[What you need to do] Print every line of the data exactly as shown.

########################################

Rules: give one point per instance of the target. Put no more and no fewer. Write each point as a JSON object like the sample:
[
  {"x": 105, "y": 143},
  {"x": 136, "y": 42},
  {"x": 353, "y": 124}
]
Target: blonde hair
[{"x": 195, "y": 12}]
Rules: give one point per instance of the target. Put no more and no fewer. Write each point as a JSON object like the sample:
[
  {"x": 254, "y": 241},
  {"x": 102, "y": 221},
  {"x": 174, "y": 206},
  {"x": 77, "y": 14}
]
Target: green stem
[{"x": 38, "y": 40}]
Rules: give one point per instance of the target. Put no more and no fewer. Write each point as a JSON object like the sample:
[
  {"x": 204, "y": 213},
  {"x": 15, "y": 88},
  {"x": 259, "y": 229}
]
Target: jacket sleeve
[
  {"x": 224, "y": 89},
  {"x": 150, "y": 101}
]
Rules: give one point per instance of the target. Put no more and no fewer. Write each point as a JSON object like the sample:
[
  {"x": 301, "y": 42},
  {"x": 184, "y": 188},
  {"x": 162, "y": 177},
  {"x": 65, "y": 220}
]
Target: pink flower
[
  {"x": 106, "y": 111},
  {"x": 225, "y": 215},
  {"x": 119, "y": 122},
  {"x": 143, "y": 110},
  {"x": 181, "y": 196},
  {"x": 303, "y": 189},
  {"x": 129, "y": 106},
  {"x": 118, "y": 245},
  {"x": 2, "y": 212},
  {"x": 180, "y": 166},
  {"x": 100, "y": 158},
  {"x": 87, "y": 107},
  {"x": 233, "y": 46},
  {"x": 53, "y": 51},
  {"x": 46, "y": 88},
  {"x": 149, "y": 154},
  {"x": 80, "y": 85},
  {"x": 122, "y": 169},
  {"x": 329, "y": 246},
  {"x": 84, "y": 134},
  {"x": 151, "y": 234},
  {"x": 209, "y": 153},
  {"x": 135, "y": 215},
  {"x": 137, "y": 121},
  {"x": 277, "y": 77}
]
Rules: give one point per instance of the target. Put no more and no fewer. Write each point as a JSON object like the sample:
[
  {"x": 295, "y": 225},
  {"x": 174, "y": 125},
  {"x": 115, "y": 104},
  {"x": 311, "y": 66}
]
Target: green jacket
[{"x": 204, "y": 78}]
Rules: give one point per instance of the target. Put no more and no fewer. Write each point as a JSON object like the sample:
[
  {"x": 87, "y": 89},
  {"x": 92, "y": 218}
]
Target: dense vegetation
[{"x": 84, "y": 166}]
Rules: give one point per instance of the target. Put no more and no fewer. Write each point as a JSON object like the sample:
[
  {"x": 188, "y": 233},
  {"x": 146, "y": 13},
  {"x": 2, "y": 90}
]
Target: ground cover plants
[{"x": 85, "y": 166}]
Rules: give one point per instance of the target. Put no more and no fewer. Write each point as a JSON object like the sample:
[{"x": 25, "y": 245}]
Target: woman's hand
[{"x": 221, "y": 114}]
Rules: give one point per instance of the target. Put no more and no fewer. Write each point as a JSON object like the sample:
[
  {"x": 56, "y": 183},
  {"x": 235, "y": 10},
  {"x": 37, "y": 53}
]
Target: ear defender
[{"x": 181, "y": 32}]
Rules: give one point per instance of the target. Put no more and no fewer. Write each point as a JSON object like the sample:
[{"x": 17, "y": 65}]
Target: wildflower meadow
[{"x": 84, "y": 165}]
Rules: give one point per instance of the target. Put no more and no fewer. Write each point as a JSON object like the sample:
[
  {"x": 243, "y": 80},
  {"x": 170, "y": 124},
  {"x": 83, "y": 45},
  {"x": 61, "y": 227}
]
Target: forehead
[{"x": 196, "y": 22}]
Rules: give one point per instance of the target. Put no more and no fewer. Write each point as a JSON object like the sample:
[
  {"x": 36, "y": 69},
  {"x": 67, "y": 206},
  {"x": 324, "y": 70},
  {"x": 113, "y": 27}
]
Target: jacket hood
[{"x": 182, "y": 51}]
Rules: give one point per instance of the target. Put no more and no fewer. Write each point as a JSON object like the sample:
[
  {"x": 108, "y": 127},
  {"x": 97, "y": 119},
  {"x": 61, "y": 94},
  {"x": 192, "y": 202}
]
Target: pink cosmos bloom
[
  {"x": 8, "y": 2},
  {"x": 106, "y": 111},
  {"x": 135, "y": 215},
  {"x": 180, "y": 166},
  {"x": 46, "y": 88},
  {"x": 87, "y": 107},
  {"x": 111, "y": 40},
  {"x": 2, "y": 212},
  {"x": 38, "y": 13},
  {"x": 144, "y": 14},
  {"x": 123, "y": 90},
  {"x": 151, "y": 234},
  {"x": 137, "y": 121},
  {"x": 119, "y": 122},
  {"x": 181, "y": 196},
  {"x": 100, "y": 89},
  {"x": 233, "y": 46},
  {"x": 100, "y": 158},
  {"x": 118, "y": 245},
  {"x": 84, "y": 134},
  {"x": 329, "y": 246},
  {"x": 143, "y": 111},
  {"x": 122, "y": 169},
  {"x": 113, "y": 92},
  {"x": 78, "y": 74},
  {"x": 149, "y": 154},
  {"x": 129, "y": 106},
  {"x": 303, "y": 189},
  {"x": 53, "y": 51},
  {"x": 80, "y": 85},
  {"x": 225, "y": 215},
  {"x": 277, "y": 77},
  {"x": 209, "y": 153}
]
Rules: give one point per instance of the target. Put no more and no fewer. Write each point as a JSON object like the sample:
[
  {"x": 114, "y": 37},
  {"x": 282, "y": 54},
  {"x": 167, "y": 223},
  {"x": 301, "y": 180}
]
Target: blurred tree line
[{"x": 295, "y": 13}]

########################################

[Task answer]
Rules: give one point per instance of the target. Put no more and no fewer. Write each point as a JSON object like the sample:
[
  {"x": 105, "y": 143},
  {"x": 136, "y": 42},
  {"x": 353, "y": 124}
]
Target: blonde hair
[{"x": 195, "y": 12}]
Rules: give one point per instance of the target. Put no more and no fewer. Write each point as a JSON object like the sample:
[
  {"x": 254, "y": 241},
  {"x": 102, "y": 221},
  {"x": 174, "y": 206},
  {"x": 77, "y": 14}
]
Target: green stem
[{"x": 38, "y": 40}]
Rules: give one point per instance of the target. Put no more and no fewer. Write each point as a JSON object like the sample:
[
  {"x": 204, "y": 213},
  {"x": 15, "y": 88},
  {"x": 259, "y": 229}
]
Target: jacket sleeve
[
  {"x": 224, "y": 89},
  {"x": 150, "y": 101}
]
Rules: give one point per instance of the target. Put no more and no fewer. Write each point as a JSON object like the sample:
[
  {"x": 301, "y": 42},
  {"x": 184, "y": 188},
  {"x": 162, "y": 177},
  {"x": 65, "y": 220}
]
Target: pink flower
[
  {"x": 106, "y": 111},
  {"x": 225, "y": 215},
  {"x": 119, "y": 122},
  {"x": 143, "y": 110},
  {"x": 181, "y": 196},
  {"x": 303, "y": 189},
  {"x": 129, "y": 106},
  {"x": 118, "y": 245},
  {"x": 2, "y": 212},
  {"x": 180, "y": 166},
  {"x": 100, "y": 158},
  {"x": 87, "y": 107},
  {"x": 233, "y": 46},
  {"x": 53, "y": 51},
  {"x": 46, "y": 88},
  {"x": 149, "y": 154},
  {"x": 80, "y": 85},
  {"x": 122, "y": 169},
  {"x": 329, "y": 246},
  {"x": 84, "y": 134},
  {"x": 151, "y": 234},
  {"x": 209, "y": 153},
  {"x": 135, "y": 215},
  {"x": 137, "y": 121},
  {"x": 277, "y": 77}
]
Rules: give one point per instance of the target. Put no more and no fewer. Write each point as a JSON object like the sample:
[
  {"x": 295, "y": 225},
  {"x": 174, "y": 125},
  {"x": 115, "y": 104},
  {"x": 311, "y": 66}
]
Target: green jacket
[{"x": 204, "y": 78}]
Rules: give one point per instance of the target. Put no more and no fewer. Write each point as a JSON object like the sample:
[
  {"x": 87, "y": 89},
  {"x": 92, "y": 218}
]
Target: dense vegetation
[{"x": 84, "y": 166}]
Rules: give one point per instance of the target. Put no more and no fewer. Write each point as a JSON object like the sample:
[
  {"x": 188, "y": 233},
  {"x": 146, "y": 13},
  {"x": 2, "y": 90}
]
Target: ground cover plants
[{"x": 85, "y": 166}]
Rules: give one point per instance of the target. Put no more and no fewer. Write each point as a JSON object like the sample:
[{"x": 25, "y": 245}]
Target: woman's hand
[{"x": 221, "y": 114}]
Rules: give one point per instance of the target. Put no more and no fewer. Write each point as a JSON object like the sample:
[
  {"x": 56, "y": 183},
  {"x": 235, "y": 10},
  {"x": 37, "y": 53}
]
Target: ear defender
[{"x": 181, "y": 32}]
Rules: give one point per instance of the target. Put no more and no fewer. Write each point as a JSON object like the sample:
[{"x": 17, "y": 65}]
Target: wildflower meadow
[{"x": 84, "y": 165}]
Rules: give one point per instance of the target. Put no more and no fewer. Write each point as a JSON object like the sample:
[
  {"x": 243, "y": 80},
  {"x": 170, "y": 124},
  {"x": 83, "y": 45},
  {"x": 61, "y": 227}
]
Target: forehead
[{"x": 196, "y": 22}]
Rules: give one point per instance of the target. Put no more and no fewer. Write each point as a JSON object like the sample:
[
  {"x": 36, "y": 69},
  {"x": 67, "y": 206},
  {"x": 324, "y": 70},
  {"x": 113, "y": 27}
]
Target: jacket hood
[{"x": 182, "y": 51}]
Rules: give one point per instance of the target. Put no more and no fewer. Write each point as a JSON object like the sample:
[
  {"x": 108, "y": 127},
  {"x": 97, "y": 119},
  {"x": 61, "y": 94},
  {"x": 192, "y": 202}
]
Target: pink cosmos bloom
[
  {"x": 8, "y": 2},
  {"x": 106, "y": 111},
  {"x": 135, "y": 215},
  {"x": 180, "y": 166},
  {"x": 46, "y": 88},
  {"x": 87, "y": 107},
  {"x": 111, "y": 40},
  {"x": 2, "y": 212},
  {"x": 38, "y": 13},
  {"x": 144, "y": 14},
  {"x": 123, "y": 90},
  {"x": 151, "y": 234},
  {"x": 137, "y": 121},
  {"x": 119, "y": 122},
  {"x": 181, "y": 196},
  {"x": 100, "y": 89},
  {"x": 233, "y": 46},
  {"x": 100, "y": 158},
  {"x": 118, "y": 245},
  {"x": 84, "y": 134},
  {"x": 329, "y": 246},
  {"x": 143, "y": 111},
  {"x": 122, "y": 169},
  {"x": 113, "y": 92},
  {"x": 78, "y": 74},
  {"x": 149, "y": 154},
  {"x": 129, "y": 106},
  {"x": 303, "y": 189},
  {"x": 53, "y": 51},
  {"x": 80, "y": 85},
  {"x": 225, "y": 215},
  {"x": 277, "y": 77},
  {"x": 209, "y": 153}
]
Rules: give one point per instance of the target. Put no more and no fewer. Write each point as a JSON object like the sample:
[
  {"x": 114, "y": 37},
  {"x": 282, "y": 54},
  {"x": 167, "y": 223},
  {"x": 301, "y": 180}
]
Target: blurred tree line
[{"x": 295, "y": 13}]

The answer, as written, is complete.